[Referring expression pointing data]
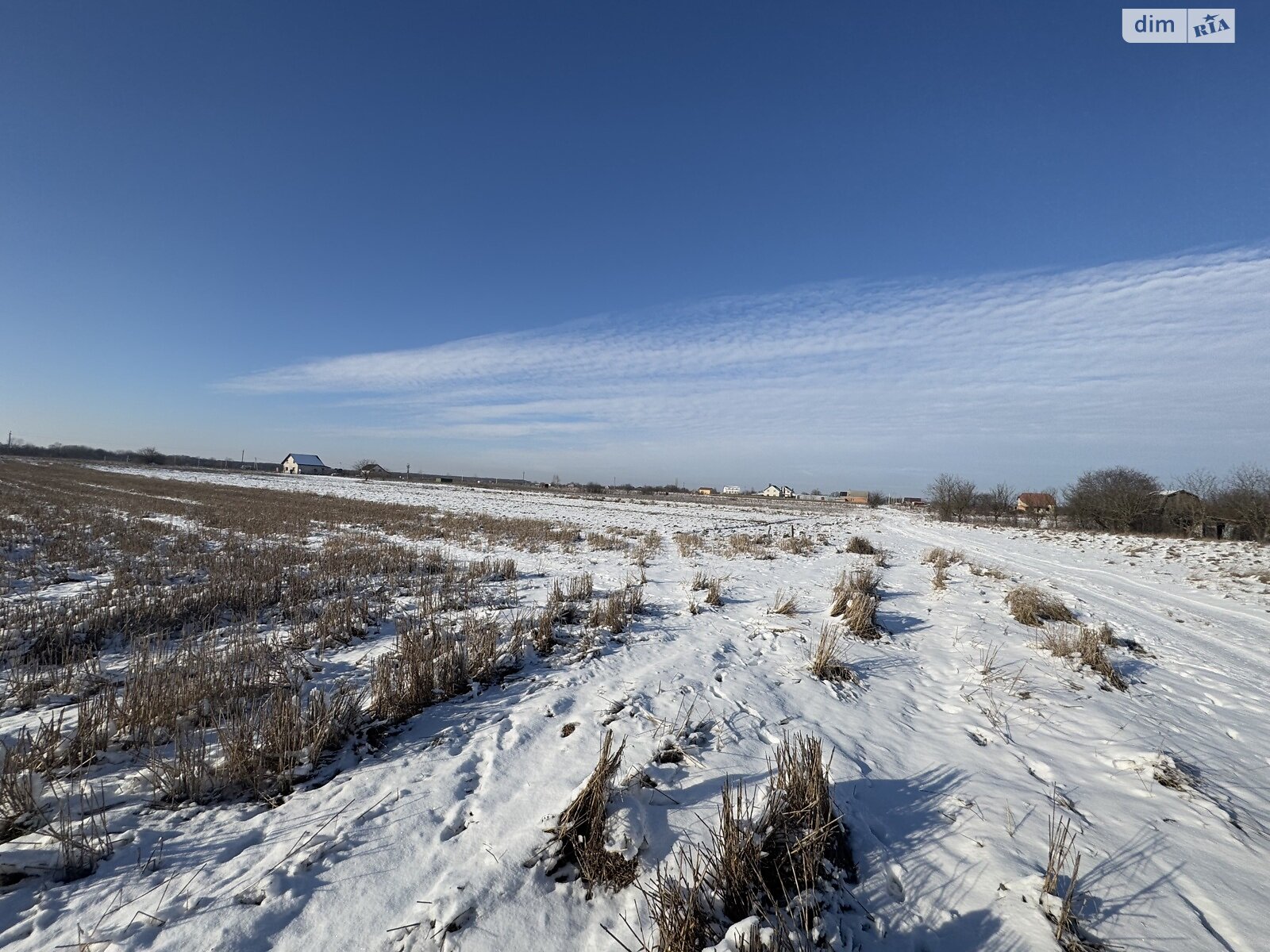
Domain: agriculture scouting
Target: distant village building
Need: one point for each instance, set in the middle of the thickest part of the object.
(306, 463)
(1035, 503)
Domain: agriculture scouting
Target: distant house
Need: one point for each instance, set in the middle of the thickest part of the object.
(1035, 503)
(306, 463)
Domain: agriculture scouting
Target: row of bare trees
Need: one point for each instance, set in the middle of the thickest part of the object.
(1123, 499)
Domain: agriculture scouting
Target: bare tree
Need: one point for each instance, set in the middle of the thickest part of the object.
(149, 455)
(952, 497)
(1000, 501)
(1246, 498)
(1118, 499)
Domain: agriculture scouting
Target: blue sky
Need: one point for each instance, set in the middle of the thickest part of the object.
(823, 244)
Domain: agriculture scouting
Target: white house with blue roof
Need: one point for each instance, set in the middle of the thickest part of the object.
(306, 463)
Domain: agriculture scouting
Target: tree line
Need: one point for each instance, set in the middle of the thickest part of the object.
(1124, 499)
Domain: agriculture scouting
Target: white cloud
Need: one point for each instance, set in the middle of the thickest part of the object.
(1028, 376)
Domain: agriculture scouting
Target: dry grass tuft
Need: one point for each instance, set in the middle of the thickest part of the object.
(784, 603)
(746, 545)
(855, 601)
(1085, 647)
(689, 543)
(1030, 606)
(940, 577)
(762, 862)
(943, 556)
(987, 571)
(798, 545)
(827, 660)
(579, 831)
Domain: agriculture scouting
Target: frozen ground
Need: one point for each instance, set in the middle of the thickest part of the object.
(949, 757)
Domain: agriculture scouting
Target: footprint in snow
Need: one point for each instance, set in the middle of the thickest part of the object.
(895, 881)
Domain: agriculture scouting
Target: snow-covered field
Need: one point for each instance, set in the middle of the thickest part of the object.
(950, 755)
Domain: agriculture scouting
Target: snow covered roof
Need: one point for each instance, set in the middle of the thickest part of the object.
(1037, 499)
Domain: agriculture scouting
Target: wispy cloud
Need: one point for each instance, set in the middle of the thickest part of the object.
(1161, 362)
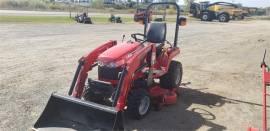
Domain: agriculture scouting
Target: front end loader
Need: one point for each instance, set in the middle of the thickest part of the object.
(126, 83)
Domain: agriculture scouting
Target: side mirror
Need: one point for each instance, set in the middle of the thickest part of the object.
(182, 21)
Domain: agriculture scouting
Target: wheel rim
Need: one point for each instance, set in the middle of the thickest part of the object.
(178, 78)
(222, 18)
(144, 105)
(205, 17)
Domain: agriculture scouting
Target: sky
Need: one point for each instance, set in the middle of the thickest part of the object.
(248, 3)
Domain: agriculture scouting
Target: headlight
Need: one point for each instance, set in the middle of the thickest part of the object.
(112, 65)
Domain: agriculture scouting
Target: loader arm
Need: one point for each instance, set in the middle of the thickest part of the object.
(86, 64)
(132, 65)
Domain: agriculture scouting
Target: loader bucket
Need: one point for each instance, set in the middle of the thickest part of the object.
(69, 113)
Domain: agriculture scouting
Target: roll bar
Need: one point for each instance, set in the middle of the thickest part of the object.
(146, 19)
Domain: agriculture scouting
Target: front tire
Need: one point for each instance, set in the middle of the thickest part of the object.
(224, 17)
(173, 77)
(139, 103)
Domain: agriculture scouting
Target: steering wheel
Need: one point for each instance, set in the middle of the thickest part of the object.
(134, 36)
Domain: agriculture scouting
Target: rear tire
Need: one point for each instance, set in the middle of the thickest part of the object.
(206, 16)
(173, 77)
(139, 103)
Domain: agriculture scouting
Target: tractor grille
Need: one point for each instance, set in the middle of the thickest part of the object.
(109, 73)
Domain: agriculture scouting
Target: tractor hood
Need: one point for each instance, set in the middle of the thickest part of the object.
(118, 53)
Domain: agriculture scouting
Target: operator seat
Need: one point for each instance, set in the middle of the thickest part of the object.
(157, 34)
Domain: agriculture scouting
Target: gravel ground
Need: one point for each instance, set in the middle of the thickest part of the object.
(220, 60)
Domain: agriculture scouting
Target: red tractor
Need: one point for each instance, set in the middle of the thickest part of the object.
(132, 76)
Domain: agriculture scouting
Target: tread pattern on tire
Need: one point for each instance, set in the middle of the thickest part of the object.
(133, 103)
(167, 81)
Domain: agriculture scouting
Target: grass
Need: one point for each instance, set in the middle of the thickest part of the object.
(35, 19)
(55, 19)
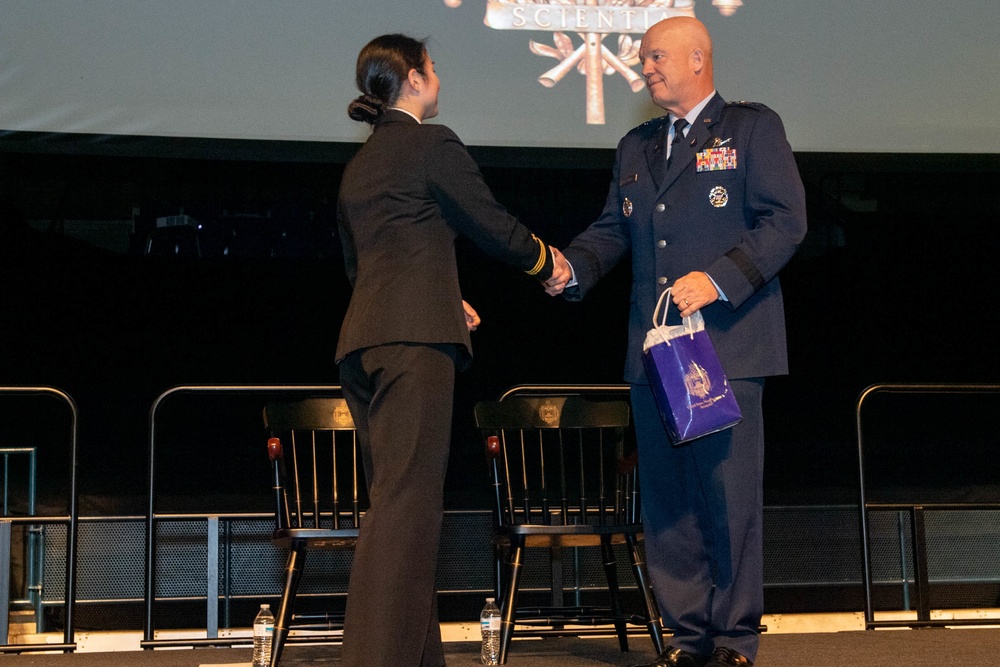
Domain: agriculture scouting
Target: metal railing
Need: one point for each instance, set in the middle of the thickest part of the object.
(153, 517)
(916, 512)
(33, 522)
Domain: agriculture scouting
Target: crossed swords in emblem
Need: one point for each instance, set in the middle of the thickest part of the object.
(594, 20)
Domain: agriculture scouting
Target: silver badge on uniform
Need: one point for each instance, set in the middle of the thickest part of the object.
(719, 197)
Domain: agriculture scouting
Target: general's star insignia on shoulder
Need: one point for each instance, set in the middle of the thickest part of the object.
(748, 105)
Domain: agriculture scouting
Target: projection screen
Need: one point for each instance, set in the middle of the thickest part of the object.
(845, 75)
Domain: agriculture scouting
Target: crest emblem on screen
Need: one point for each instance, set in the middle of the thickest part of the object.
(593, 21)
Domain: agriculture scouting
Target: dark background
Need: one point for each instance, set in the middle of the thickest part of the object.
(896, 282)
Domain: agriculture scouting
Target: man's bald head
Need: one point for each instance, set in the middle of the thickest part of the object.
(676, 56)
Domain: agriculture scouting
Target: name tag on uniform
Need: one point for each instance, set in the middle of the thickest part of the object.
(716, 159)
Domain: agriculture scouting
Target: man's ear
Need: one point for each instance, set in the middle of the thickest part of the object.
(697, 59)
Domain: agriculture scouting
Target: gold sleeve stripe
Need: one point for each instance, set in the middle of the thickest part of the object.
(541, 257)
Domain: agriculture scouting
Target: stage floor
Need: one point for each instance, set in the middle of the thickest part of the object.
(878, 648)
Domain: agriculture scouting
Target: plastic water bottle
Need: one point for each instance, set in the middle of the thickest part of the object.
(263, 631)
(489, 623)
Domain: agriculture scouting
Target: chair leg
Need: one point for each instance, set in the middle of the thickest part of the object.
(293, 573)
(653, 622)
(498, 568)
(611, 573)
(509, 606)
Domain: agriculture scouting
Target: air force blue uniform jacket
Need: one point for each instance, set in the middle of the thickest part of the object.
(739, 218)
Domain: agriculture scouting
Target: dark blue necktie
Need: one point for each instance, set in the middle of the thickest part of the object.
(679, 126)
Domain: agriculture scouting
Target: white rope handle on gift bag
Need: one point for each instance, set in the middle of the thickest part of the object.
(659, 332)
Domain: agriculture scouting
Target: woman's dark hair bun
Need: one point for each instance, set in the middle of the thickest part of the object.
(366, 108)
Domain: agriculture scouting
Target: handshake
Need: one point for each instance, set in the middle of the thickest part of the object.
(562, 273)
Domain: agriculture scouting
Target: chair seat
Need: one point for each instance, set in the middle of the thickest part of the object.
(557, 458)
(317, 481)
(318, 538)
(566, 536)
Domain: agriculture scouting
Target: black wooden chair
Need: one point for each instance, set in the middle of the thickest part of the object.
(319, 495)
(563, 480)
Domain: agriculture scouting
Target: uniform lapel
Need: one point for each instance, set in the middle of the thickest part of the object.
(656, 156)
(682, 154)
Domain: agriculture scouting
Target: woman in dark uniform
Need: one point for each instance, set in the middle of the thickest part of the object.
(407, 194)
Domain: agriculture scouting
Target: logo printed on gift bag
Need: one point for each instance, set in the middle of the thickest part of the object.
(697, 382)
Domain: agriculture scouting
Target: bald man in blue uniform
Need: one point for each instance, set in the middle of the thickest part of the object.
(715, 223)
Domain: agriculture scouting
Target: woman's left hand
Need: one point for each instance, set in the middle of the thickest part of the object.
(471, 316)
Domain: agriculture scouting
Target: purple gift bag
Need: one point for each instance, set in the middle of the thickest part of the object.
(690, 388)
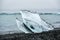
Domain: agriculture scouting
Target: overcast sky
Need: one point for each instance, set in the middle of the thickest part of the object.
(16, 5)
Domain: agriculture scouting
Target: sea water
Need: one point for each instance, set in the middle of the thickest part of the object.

→ **Problem to work on**: Leaving out every picture, repeat exactly the lines of the records from the start through the line that has "Target: row of bare trees".

→ **Exercise output**:
Domain: agriculture scouting
Target: distant village building
Need: one point for each instance, set in the middle of the thickest part of the object.
(306, 463)
(1035, 503)
Domain: agriculture scouting
Target: distant house
Need: one point for each instance, set in the middle of the thickest part of the object.
(1035, 503)
(306, 463)
Domain: agriculture scouting
Target: row of bare trees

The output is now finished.